Exercise description -> Retype exactly the stretch of lines that begins at the line containing "box: [254, 89, 474, 113]" and ends at the last line of the data, with no other lines.

Data items:
▼

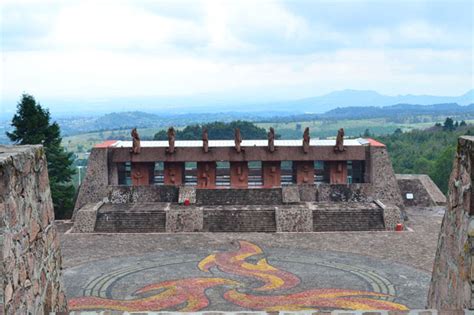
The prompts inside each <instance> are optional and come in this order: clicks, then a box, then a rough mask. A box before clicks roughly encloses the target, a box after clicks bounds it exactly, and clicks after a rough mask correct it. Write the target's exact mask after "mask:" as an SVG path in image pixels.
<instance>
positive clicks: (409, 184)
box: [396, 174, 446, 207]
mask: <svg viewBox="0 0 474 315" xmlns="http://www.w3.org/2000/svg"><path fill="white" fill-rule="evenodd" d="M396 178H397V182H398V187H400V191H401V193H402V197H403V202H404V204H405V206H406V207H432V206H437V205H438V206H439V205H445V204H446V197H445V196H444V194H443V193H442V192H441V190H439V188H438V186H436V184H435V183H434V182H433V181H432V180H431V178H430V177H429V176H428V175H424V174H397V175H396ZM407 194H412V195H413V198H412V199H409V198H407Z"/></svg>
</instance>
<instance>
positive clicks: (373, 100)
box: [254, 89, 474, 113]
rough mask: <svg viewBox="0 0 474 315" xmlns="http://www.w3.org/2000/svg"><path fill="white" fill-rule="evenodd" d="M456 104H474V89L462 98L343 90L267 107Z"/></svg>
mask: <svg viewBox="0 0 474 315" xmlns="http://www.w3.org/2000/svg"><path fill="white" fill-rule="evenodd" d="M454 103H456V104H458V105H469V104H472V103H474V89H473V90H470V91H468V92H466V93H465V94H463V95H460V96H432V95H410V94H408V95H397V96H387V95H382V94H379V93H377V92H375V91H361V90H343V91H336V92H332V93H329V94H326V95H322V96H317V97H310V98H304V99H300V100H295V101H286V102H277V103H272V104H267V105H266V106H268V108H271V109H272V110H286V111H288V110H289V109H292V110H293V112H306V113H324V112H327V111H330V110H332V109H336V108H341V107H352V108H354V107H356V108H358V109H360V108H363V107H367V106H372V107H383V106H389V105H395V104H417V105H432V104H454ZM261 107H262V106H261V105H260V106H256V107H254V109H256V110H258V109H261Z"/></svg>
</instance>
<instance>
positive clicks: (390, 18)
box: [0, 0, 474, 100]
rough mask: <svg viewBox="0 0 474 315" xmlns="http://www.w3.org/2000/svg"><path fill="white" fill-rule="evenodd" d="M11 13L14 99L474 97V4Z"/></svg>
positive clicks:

▲

Your solution ->
box: [254, 89, 474, 113]
rough mask: <svg viewBox="0 0 474 315" xmlns="http://www.w3.org/2000/svg"><path fill="white" fill-rule="evenodd" d="M456 104H474V89L462 98L343 90L267 107Z"/></svg>
mask: <svg viewBox="0 0 474 315" xmlns="http://www.w3.org/2000/svg"><path fill="white" fill-rule="evenodd" d="M454 103H456V104H458V105H469V104H472V103H474V89H473V90H470V91H468V92H466V93H465V94H463V95H460V96H432V95H410V94H408V95H397V96H387V95H382V94H379V93H377V92H375V91H361V90H343V91H336V92H332V93H329V94H326V95H322V96H317V97H310V98H304V99H300V100H295V101H286V102H277V103H272V104H267V105H266V106H268V108H271V109H272V110H286V111H288V110H289V109H292V110H293V112H306V113H324V112H327V111H330V110H332V109H336V108H341V107H352V108H354V107H356V108H358V109H360V108H363V107H367V106H372V107H383V106H389V105H395V104H417V105H432V104H454ZM261 107H262V106H261V105H260V106H256V107H254V109H256V110H258V109H261Z"/></svg>
</instance>
<instance>
positive clicks: (390, 18)
box: [0, 0, 474, 100]
rough mask: <svg viewBox="0 0 474 315" xmlns="http://www.w3.org/2000/svg"><path fill="white" fill-rule="evenodd" d="M11 13L14 99L474 97V4Z"/></svg>
positive clicks:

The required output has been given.